A Different Kind of Palm Desert

“Wow, Sabah is so beautiful. There are so many palm trees everywhere,” the Dutch tourist blurted out as she walked into the restaurant opposite Sukau Greenview. Tony and I looked at each other, jaws dropping. Our eyes said it all. How can you come all the way here and not realize that massive deforestation and palm oil plantations are the reasons the planet’s oldest rainforest is disappearing before our very eyes?

Sadly, the Dutch girl was right in one respect, there are palm trees everywhere. But the palms don’t make Sabah beautiful, it’s the remaining jungle between the grid-like plantations which makes this part of Borneo so attractive. Unfortunately, even the forest along the Kinabatangan River doesn’t go on forever. While hiking along the river, Tony and I discovered the end of our bio-diversity paradise marked by an ugly electric fence built to keep the elephants out of the plantation. And beyond – a green dead-zone, a biological wasteland which is virtually useless to the animals surviving in the forest. So much destruction for a pile of palm fruit. Although, I guess it’s not the first time paradise has been destroyed by a piece of fruit.

I know, we promised not to vent too much, so we’ll leave it at that.

6 responses to “A Different Kind of Palm Desert”

  1. avatar Freda says:

    OK, so you will not vent.
    Well, I will.
    What is to happen to our wildlife in this region.
    What is to happen to any remaining local tribes as all get squeezed tighter and tighter into what remains of their habitat.
    HELLO,
    All in the name of of making more money for the corporations that now own this land, and most of those companies are from other countries. Sold by local (Big Guys)
    They come in, buy up the land and strip it away and force the local people out.
    We all suffer when the local rainforests are stripped away.
    All of this has a direct negative impact on the earth’s climate.
    Most of our medications are derived from the plants of the rainforests (Not Date Palms) or (Palm Oil)
    Wake up everybody.
    Speak your mind, be heard or we all suffer just so a few companies can make a quick profit.

  2. avatar Evelyn says:

    Thanks, Freda! Wake up world! Closer to home in San Diego, CA (USA), my beloved Palomar Mountain State Park is scheduled for closure next July. The school camp that my kids attended years ago was closed down in May… I can imagine what will happen when park rangers leave and paved roads into the heart of the forest remain behind…

  3. We are struggling to get school kids to enjoy “outdoors” but I was pleased to see young people checking food labels for the “palm oil free” logo. There is hope, but we need to keep information flowing.

    • avatar Tony says:

      That’s a fantastic thing to hear. Unfortunately, in the case of Sabah, most of the forest is already gone. That change needed to happen in the 80s. But at least, there is some hope for the small stretches of forest that remain.

  4. avatar hadi says:

    Sabah’s forests presently cover an area of some 4.4 million hectares or approximately 63% of its total landmass, including forest reserves, stateland and parks

    • avatar Tony says:

      Yes, I’ve seen those articles as well. There is no way in hell that that statistic is true – unless someone has decided to count palm plantations and secondary growth as well.

▶ _Collection entries_:
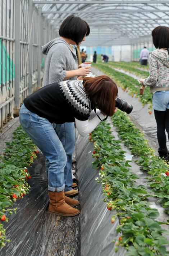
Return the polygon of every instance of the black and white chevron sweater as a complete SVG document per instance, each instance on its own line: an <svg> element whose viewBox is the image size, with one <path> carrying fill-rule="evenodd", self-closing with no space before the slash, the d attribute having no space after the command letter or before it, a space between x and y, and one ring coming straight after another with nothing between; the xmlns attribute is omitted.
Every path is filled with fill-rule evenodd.
<svg viewBox="0 0 169 256"><path fill-rule="evenodd" d="M92 110L83 81L65 81L41 88L26 98L24 104L30 111L51 123L88 119Z"/></svg>

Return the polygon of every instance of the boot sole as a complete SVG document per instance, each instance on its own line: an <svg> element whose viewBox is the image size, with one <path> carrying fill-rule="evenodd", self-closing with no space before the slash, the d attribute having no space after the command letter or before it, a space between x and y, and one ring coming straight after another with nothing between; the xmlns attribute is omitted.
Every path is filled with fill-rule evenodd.
<svg viewBox="0 0 169 256"><path fill-rule="evenodd" d="M64 214L64 213L55 213L54 212L51 212L49 211L48 210L48 212L49 213L51 213L51 214L53 214L55 215L59 215L59 216L76 216L80 213L80 211L76 213L72 213L72 214Z"/></svg>
<svg viewBox="0 0 169 256"><path fill-rule="evenodd" d="M65 192L64 192L65 195L66 196L76 196L77 195L78 195L79 193L78 191L77 191L77 193L74 193L73 194L71 194L71 195L67 195L66 194Z"/></svg>
<svg viewBox="0 0 169 256"><path fill-rule="evenodd" d="M77 185L75 185L74 186L72 186L72 188L76 188L77 187Z"/></svg>

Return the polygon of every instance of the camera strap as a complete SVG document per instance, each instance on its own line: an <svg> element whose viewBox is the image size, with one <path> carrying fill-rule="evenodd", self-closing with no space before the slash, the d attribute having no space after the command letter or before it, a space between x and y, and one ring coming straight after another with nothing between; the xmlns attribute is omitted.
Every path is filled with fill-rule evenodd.
<svg viewBox="0 0 169 256"><path fill-rule="evenodd" d="M93 109L94 110L94 111L95 111L95 113L96 114L98 118L99 118L99 119L100 119L100 120L101 121L105 121L105 120L106 120L108 119L108 116L107 116L106 117L106 118L104 118L104 119L103 120L102 120L100 118L100 117L98 115L97 115L97 114L96 110L95 107L94 107L93 105Z"/></svg>

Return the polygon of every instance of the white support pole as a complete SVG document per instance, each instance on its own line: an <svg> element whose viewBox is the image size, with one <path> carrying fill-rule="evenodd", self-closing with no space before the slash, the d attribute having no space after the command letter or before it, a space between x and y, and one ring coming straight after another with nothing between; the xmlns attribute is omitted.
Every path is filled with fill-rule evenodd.
<svg viewBox="0 0 169 256"><path fill-rule="evenodd" d="M41 18L41 9L40 8L38 9L38 27L39 33L38 33L38 64L37 64L37 86L38 87L41 86L41 63L42 62L42 18Z"/></svg>
<svg viewBox="0 0 169 256"><path fill-rule="evenodd" d="M20 0L15 1L15 108L20 107Z"/></svg>
<svg viewBox="0 0 169 256"><path fill-rule="evenodd" d="M32 93L32 70L33 70L33 31L31 30L33 16L32 0L29 1L29 45L28 52L29 63L29 84L28 93L29 95Z"/></svg>

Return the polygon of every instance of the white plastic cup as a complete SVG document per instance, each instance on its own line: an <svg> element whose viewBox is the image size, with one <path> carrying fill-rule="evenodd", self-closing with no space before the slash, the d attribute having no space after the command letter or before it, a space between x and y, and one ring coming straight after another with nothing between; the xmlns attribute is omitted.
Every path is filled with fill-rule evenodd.
<svg viewBox="0 0 169 256"><path fill-rule="evenodd" d="M83 63L81 63L81 65L82 68L83 67L91 67L91 64L83 64Z"/></svg>
<svg viewBox="0 0 169 256"><path fill-rule="evenodd" d="M131 160L134 155L127 155L127 154L124 154L125 155L124 158L126 160Z"/></svg>

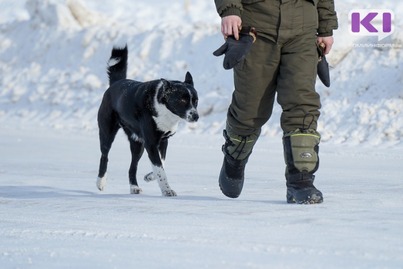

▶ _TASK LIST_:
- A) Decide whether each statement agrees with the Sabah post above. Answer yes or no for each, and quote the words from the post that settle it. (i) The electric fence was built to keep elephants out of the plantation. (ii) Evelyn's kids' former school camp was closed down in July. (iii) The commenter hadi gives Sabah's forest cover as approximately 63% of its total landmass.
- B) Please return the part of the Sabah post above that opens with the words containing "All of this" and closes with "keep information flowing.".
- C) According to the Sabah post above, where was the restaurant that the tourist walked into?

▶ _NUMBERED RESPONSES_:
- A)
(i) Yes: "an ugly electric fence built to keep the elephants out of the plantation"
(ii) No: "The school camp that my kids attended years ago was closed down in May"
(iii) Yes: "approximately 63% of its total landmass"

- B)
All of this has a direct negative impact on the earth’s climate.
    Most of our medications are derived from the plants of the rainforests (Not Date Palms) or (Palm Oil)
    Wake up everybody.
    Speak your mind, be heard or we all suffer just so a few companies can make a quick profit.

  2. avatar Evelyn says:

    Thanks, Freda! Wake up world! Closer to home in San Diego, CA (USA), my beloved Palomar Mountain State Park is scheduled for closure next July. The school camp that my kids attended years ago was closed down in May… I can imagine what will happen when park rangers leave and paved roads into the heart of the forest remain behind…

  3. We are struggling to get school kids to enjoy “outdoors” but I was pleased to see young people checking food labels for the “palm oil free” logo. There is hope, but we need to keep information flowing.

- C) Opposite Sukau Greenview.